The folks at Kaiser Foundation have put together a side by side comparison of 3 health care reform packages under consideration.
I encourage you to read it for yourself and decide, but here are some key points and contrasts between Mr. Fixit's campaign promise, the Senate Finance Committee, and Max
"What Deficit?" Baucus.
The Senate & Baucus plans issue a mandate that everyone have health insurance. Mr. Fixit does not explicitly make that mandate. The Senate & Baucus will require employers to provide health insurance for their employees.
Apparently no one in Washington watches the news. Part of the reason for the bankruptcy of Chrysler & Government Motors is the union negotiated health care benefits.
Part of the deal brokered with the UAW to save Chrysler is a reduction in pensions and health insurance for CURRENT as well as future retirees. Doesn't this fly in the face of an employer mandate or is it just me?
With regard to making coverage affordable, Mr. Fixit is rhetorical while the Senate & Baucus propose tax subsidies for those making up to roughly $88,000 per year for a family of 4.
Isn't that just about everyone? Latest figures say those households with $88k or less comprise roughly 80% of the population.
If they are going to cut taxes on most then who is left to pay for this?
Two of the proposals propose uniform benefit designs with 3 or 4 plan choices and little or no room for anything else. Rather than one-size-fits-all you can buy your health insurance in small, medium or large.
The carriers must issue coverage to anyone, regardless of any existing conditions. This works really well in states like NY, MA, ME & VT where rates are 2x to 3x higher than in neighboring states for comparable coverage and medical conditions can be underwritten.
One carrier we know is already ramping up for this change. They are currently still denying coverage based on certain medical conditions but that is only because their current rate structure does not allow them to charge enough to cover individuals with cancer, heart disease, MS, AIDS and chronic conditions like diabetes. Those who can qualify under the current rate structure will see their rates run anywhere from "standard" (no significant health history) to a 100% rate up before declining.
Once the base rates are adjusted upward, my guess would be to double the base rate as a start, then those on the upper end of the health risk scale can qualify for insurance as well at roughly triple current rates for a healthy individual.
Not a problem.
Other proposals include eliminating waste and transitioning to things like EHR (electronic health records). Mr Fixit proposes spending $600 billion or so over the next 10 years to improve efficiency. That $600 billion will go a long way towards reducing health care which is currently $2.7 trillion and expected to grow (if unabated) to double that in 10 years if not sooner.
There are not enough zero's in the Washington checking account to offset the growth in demand for health care.
As you wade further into the 17 page document you see 5 other proposals from various members of Congress that are mostly "me too" plans that are long on promise and short on reality.
I don't think anyone in Washington can balance a checkbook or has any grasp on the problem here.
The taxpayers are bailing out banks, insurance carriers, mortgage lenders, the FDIC and automakers. My question is, who will bail out the taxpayer?

* **The data**:
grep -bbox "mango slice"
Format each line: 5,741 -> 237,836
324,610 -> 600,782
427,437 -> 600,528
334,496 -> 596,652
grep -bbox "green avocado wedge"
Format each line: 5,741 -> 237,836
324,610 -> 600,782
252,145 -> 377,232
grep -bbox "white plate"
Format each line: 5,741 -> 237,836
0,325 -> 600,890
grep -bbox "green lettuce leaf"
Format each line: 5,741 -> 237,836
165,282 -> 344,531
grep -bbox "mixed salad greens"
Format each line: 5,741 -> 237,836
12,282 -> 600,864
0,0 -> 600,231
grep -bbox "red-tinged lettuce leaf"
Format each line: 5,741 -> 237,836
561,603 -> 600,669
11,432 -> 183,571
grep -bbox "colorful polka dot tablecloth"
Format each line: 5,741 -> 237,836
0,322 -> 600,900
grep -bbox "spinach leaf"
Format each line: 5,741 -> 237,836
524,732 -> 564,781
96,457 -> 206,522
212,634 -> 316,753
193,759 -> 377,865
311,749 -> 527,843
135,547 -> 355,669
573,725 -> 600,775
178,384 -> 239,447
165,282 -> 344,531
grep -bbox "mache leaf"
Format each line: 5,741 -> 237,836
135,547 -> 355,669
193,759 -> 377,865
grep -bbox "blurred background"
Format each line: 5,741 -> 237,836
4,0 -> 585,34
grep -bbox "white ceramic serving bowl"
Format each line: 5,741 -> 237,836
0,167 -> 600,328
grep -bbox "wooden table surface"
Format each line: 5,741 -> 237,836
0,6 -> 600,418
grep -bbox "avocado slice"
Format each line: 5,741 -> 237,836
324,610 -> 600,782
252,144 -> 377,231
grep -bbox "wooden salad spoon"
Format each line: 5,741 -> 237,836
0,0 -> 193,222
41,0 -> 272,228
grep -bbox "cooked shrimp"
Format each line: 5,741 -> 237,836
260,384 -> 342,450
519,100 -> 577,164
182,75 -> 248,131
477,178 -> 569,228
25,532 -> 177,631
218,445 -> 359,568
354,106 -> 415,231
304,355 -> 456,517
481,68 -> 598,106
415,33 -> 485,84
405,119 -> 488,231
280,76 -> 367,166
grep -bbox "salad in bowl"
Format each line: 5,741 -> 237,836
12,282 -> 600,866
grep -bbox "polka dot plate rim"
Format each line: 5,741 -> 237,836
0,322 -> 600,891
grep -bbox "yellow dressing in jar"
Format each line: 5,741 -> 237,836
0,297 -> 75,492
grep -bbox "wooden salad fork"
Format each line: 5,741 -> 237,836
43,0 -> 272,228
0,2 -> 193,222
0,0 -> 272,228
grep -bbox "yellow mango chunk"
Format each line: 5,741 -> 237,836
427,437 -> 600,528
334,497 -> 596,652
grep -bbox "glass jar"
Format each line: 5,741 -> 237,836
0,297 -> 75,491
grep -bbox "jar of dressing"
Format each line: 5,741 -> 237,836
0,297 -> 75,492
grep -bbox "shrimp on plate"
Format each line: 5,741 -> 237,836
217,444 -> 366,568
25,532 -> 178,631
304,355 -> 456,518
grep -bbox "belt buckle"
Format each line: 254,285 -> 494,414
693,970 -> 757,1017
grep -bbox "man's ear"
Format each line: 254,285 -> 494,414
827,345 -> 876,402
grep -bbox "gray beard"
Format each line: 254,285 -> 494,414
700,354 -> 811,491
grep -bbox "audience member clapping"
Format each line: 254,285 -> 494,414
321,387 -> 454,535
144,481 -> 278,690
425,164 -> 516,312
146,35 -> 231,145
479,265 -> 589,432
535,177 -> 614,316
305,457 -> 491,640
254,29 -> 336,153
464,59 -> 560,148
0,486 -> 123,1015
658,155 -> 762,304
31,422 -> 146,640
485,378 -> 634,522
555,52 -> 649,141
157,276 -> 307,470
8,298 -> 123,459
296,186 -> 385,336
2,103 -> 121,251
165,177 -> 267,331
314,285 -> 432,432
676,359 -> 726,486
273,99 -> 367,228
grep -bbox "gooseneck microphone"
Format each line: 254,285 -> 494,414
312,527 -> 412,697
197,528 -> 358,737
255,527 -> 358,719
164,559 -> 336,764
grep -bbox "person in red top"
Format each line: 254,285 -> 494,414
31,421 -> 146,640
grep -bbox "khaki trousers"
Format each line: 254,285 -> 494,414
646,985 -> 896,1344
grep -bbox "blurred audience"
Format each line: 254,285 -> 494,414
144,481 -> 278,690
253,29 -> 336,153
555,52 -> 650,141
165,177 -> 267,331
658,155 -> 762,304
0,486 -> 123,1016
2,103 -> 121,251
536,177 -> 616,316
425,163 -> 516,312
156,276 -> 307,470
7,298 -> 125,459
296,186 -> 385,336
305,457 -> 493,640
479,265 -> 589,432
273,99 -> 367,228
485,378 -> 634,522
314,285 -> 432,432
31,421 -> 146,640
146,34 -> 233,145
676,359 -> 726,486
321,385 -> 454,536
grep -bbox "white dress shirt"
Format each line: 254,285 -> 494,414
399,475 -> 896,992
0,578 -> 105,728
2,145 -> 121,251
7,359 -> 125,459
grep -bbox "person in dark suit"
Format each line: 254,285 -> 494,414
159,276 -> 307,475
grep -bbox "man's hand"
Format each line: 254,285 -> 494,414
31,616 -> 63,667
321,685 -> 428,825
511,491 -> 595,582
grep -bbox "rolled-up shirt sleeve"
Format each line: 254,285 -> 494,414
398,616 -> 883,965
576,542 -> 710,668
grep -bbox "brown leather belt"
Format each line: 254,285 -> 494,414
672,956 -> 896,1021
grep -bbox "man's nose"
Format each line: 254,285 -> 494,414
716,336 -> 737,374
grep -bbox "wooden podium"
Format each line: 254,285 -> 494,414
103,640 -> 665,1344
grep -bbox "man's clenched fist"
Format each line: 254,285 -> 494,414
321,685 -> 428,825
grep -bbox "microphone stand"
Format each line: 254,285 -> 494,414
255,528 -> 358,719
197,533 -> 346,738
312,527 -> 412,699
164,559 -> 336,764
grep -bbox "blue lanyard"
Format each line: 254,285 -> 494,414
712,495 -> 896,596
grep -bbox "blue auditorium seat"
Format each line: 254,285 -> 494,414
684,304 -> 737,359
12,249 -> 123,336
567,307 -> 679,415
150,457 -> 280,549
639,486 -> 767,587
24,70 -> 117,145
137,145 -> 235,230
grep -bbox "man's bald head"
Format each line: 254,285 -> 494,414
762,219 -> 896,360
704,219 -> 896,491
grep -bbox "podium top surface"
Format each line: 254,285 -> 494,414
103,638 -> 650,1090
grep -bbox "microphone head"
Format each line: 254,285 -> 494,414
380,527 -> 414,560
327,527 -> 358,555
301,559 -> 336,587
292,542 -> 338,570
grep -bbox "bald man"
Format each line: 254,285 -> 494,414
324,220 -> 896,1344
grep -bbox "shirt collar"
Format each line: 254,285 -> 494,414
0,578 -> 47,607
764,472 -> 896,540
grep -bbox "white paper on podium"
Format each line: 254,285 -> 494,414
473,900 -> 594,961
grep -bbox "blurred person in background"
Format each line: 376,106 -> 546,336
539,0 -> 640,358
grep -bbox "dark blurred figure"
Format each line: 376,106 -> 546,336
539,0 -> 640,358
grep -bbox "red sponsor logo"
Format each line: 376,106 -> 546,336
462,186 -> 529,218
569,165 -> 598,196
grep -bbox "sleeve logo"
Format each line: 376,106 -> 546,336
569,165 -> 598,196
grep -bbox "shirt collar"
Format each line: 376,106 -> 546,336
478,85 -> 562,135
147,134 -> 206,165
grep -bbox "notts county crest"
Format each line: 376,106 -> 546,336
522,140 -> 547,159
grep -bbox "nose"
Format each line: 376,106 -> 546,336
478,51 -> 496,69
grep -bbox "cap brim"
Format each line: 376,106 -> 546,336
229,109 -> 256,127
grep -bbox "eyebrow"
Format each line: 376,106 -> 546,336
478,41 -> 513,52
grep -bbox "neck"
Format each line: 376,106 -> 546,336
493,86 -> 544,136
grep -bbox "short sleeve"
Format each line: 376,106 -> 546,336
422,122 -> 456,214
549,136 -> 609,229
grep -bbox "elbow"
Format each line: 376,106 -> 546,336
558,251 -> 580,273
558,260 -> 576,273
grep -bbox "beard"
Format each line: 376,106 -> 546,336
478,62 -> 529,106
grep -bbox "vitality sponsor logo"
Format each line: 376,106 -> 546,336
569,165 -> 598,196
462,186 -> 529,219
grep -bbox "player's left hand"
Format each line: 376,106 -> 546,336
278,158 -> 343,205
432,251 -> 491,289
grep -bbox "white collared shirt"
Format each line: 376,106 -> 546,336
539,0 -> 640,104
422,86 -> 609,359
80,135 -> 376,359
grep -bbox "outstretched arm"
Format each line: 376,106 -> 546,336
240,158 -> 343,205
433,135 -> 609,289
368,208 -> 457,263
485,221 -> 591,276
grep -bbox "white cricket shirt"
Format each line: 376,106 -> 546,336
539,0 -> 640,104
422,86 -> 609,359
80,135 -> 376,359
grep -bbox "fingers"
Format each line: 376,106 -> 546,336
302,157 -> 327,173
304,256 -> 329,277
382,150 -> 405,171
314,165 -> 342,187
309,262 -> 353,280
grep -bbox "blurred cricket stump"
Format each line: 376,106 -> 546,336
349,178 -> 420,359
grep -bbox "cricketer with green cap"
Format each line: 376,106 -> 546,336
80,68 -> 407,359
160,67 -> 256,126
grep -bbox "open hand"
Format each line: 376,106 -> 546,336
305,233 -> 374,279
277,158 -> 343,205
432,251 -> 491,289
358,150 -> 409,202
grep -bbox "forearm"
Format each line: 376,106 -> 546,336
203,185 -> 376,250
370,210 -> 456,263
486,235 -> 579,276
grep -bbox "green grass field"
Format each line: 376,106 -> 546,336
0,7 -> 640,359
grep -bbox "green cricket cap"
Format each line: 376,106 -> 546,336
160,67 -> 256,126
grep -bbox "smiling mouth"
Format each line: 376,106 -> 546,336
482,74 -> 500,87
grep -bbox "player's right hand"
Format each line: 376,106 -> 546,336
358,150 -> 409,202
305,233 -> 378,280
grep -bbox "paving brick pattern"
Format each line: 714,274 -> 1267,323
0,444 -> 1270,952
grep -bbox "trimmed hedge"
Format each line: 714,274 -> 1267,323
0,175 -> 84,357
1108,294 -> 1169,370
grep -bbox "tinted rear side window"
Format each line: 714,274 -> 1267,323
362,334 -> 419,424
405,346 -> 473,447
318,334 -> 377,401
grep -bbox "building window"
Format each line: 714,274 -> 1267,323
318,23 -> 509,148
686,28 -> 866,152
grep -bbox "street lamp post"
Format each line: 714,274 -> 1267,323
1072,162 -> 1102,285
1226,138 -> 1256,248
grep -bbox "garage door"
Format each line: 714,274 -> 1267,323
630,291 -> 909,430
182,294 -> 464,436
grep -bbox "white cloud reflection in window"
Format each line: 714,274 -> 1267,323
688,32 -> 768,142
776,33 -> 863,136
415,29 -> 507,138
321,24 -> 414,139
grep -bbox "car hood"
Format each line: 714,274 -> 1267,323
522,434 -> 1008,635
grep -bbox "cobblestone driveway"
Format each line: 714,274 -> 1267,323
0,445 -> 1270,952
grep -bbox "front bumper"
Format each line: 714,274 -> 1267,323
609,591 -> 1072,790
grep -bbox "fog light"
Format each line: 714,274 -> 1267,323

* **Your objective**: From the post on health care reform proposals, reproduce the passage that begins with "Not a problem." and continues up to and including "if not sooner.".

* **Answer for this exercise**:
Not a problem.
Other proposals include eliminating waste and transitioning to things like EHR (electronic health records). Mr Fixit proposes spending $600 billion or so over the next 10 years to improve efficiency. That $600 billion will go a long way towards reducing health care which is currently $2.7 trillion and expected to grow (if unabated) to double that in 10 years if not sooner.